*** Opening of Material provided ***

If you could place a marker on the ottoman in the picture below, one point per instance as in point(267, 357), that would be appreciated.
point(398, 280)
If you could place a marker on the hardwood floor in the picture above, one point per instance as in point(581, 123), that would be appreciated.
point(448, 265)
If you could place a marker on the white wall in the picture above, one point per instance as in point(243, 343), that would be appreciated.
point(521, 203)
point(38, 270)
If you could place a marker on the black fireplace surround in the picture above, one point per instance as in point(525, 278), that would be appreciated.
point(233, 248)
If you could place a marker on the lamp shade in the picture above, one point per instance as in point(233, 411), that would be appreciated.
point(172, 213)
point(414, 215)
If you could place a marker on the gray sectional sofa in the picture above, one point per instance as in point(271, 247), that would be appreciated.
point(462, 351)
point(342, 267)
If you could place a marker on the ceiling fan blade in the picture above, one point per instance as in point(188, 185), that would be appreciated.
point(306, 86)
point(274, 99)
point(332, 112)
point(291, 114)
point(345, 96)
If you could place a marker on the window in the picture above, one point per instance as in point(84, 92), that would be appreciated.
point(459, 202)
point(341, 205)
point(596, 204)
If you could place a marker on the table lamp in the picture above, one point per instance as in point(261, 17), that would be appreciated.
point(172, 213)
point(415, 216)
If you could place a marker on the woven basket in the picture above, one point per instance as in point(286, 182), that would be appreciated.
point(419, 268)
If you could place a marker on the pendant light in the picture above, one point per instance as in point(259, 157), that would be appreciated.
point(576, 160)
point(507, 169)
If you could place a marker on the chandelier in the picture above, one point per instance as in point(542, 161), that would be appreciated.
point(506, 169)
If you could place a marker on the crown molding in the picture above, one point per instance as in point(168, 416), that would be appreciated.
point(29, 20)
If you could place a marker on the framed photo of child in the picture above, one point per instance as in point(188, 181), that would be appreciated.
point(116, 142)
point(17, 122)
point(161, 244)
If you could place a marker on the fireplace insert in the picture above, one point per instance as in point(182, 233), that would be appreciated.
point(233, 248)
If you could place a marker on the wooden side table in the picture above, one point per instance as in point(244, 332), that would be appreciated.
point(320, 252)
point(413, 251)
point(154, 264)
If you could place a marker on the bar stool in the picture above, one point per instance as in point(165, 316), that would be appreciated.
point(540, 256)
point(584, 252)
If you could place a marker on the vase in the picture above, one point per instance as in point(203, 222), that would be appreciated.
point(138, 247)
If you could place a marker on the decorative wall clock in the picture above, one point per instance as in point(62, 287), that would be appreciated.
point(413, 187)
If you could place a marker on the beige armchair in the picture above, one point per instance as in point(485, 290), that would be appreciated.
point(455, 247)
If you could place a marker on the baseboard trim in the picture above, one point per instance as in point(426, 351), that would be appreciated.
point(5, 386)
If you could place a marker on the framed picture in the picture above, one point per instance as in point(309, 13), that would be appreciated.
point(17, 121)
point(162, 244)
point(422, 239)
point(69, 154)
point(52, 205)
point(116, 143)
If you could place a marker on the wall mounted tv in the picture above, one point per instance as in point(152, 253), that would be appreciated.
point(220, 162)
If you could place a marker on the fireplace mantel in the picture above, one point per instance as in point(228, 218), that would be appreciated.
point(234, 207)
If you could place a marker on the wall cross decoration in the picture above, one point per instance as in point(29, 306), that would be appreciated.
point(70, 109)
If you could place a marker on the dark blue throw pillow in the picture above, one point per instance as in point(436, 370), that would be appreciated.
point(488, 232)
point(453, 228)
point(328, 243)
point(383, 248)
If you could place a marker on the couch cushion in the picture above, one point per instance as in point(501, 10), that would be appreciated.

*** Close of Material provided ***

_What you are asked to do_:
Could you restate all of the lines above without altering a single word?

_Result for this task_:
If you could place a marker on the ottoman in the picture below, one point per instance as in point(267, 357), that would be appreciated.
point(398, 280)
If you could place a marker on the hardwood floor in the picture above, one point per instance as in point(581, 123), that would be appreciated.
point(448, 265)
If you could place a marker on the white wall in the picture above, one point per instance as in point(243, 343), that would be appreciated.
point(521, 203)
point(38, 270)
If you could place a marker on the black fireplace surround in the picture above, one point per instance as in point(525, 278), that would be appreciated.
point(233, 248)
If you could place a marker on the lamp shade in the picture above, one point per instance as in point(233, 411), that would be appreciated.
point(172, 213)
point(414, 215)
If you could place a marker on the gray sectional sofa in the picture above, one point per instance as in point(271, 247), that would be appreciated.
point(462, 351)
point(342, 267)
If you could place a marker on the ceiling fan blade in the picture above, one point per instance as in point(188, 185), that would be appreciated.
point(306, 86)
point(274, 99)
point(332, 112)
point(291, 114)
point(345, 96)
If you could place a marker on the window in the picture above, one point per instance as in point(84, 92), that would be appreciated.
point(459, 202)
point(341, 205)
point(596, 204)
If you could place a marker on the table lamp in the picture above, one point per instance as in point(261, 17), that would be appreciated.
point(172, 213)
point(415, 216)
If you could place a marker on the woven basket in the picture above, one point per instance as in point(286, 182), that would be appreciated.
point(419, 268)
If you could place a marker on the pendant light in the picture above, one point per instance as in point(259, 157), that would be appreciated.
point(576, 160)
point(507, 169)
If you could place a marker on the chandelier in the picture above, one point per instance as in point(542, 161), that would be appreciated.
point(506, 169)
If you could place a marker on the crown molding in the picture above, one point per instance as in point(168, 416), that would be appreciated.
point(29, 20)
If you could place a marker on the framed photo of child in the picture above, one point per instance as in point(188, 181), that would be appreciated.
point(116, 142)
point(17, 122)
point(161, 244)
If you could place a marker on the fireplace insert in the picture above, one point per instance as in point(182, 233), that would be appreciated.
point(233, 248)
If you could place a marker on the wooden side table in the picture above, one point per instance as in point(244, 332), that would be appreciated.
point(320, 252)
point(413, 251)
point(154, 264)
If you could place a marker on the bar stool in the picture above, one point per instance as in point(165, 316), that would be appreciated.
point(540, 256)
point(584, 252)
If you could place a marker on the vase in the picture above, one point per instance as in point(203, 222), that would be appreciated.
point(138, 247)
If you could place a marker on the decorative wall clock in the picture above, one point per instance as in point(62, 287), that would be appreciated.
point(413, 187)
If you could place a marker on the beige armchair in the picture above, one point per instance as in point(485, 290), that would be appreciated.
point(455, 247)
If you could place a marker on the baseboard trim in the picture above, one point per instance as in point(426, 351), that would be appreciated.
point(5, 386)
If you could place a marker on the framed picture in the picture above, one point per instance as in point(309, 13), that would be appreciated.
point(17, 121)
point(162, 244)
point(422, 239)
point(69, 154)
point(52, 205)
point(116, 143)
If you could place a marker on the wall mounted tv in the picture above, one point per instance as in point(152, 253), that would be appreciated.
point(220, 162)
If you could place a marker on the fireplace mantel in the picture above, one point per instance as in point(228, 218), that would be appreciated.
point(234, 207)
If you could place a marker on the wall cross decoration in the picture above, one point per instance as in point(29, 306), that would be appreciated.
point(70, 109)
If you could place a marker on the dark blue throw pillow in the picture above, one point per instance as in point(436, 370), that would be appreciated.
point(488, 232)
point(453, 228)
point(328, 243)
point(383, 248)
If you could place a marker on the couch cushion in the picture above, one point per instance as in point(501, 10), that would be appreciated.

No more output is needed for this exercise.